== What the task asks ==
Output the data that follows exactly, line for line.

== Extracted records ==
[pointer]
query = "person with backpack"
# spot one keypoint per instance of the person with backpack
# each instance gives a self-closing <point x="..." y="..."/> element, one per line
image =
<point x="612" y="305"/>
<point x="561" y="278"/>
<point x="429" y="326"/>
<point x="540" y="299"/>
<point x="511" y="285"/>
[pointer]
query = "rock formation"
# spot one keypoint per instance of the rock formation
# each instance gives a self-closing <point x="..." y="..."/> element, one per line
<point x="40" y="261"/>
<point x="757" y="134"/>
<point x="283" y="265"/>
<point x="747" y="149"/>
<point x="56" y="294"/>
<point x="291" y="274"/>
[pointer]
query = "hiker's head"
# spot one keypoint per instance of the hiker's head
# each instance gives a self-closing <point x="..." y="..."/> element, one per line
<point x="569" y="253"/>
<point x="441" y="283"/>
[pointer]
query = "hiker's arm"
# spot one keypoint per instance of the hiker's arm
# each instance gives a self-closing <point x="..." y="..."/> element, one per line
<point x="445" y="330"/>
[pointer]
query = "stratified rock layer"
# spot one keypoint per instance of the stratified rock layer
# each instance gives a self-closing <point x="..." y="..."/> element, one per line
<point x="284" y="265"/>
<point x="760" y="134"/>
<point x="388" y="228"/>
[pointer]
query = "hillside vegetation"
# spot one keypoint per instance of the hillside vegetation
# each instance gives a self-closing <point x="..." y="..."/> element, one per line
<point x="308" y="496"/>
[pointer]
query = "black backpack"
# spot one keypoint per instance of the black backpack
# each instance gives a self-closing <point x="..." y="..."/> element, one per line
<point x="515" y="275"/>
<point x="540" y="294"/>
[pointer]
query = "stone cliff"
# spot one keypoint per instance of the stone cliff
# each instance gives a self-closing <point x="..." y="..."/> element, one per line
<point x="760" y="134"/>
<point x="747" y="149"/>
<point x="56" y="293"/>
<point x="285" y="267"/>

== Written response ==
[pointer]
query = "person with backpack"
# spot one keypoint per instance of the person with backpack
# each instance gives a self-closing <point x="..." y="..."/> element, one per line
image =
<point x="612" y="305"/>
<point x="561" y="278"/>
<point x="429" y="326"/>
<point x="540" y="299"/>
<point x="511" y="285"/>
[pointer]
query = "rock formation"
# spot one keypoint per instance of the rock formation
# each instance gives a self-closing <point x="..." y="..."/> element, one per line
<point x="40" y="261"/>
<point x="757" y="134"/>
<point x="283" y="265"/>
<point x="747" y="149"/>
<point x="56" y="294"/>
<point x="291" y="274"/>
[pointer]
query = "hiker's head"
# spot one keypoint per instance of the hiker's head
# each instance gives a self-closing <point x="..." y="..."/> element, one per line
<point x="569" y="253"/>
<point x="441" y="283"/>
[pointer]
query = "hiker's arm"
# spot one keypoint per instance of the hiker's arm
# each instance gives a self-closing <point x="..." y="..."/> element, one per line
<point x="445" y="330"/>
[pointer]
query = "stratified rock layer"
# spot one keypoint per instance of the stratified rock layer
# each instance gives a self-closing <point x="..." y="..."/> element, one per line
<point x="284" y="265"/>
<point x="760" y="134"/>
<point x="388" y="228"/>
[pointer]
query = "hillside vegetation"
# spot one keypoint per instance of the hillside vegetation
# each instance gives a self-closing <point x="..." y="..."/> element, one per line
<point x="308" y="496"/>
[pointer]
query = "black backpack"
# spot one keypoint per instance of the black backpack
# each instance gives a self-closing <point x="..." y="..."/> element, one per line
<point x="515" y="275"/>
<point x="540" y="294"/>
[pointer]
query = "stone cliff"
# spot one keypoint per instance of the stone cliff
# each instance gives a self-closing <point x="..." y="..."/> element, one per line
<point x="760" y="134"/>
<point x="747" y="149"/>
<point x="56" y="293"/>
<point x="285" y="267"/>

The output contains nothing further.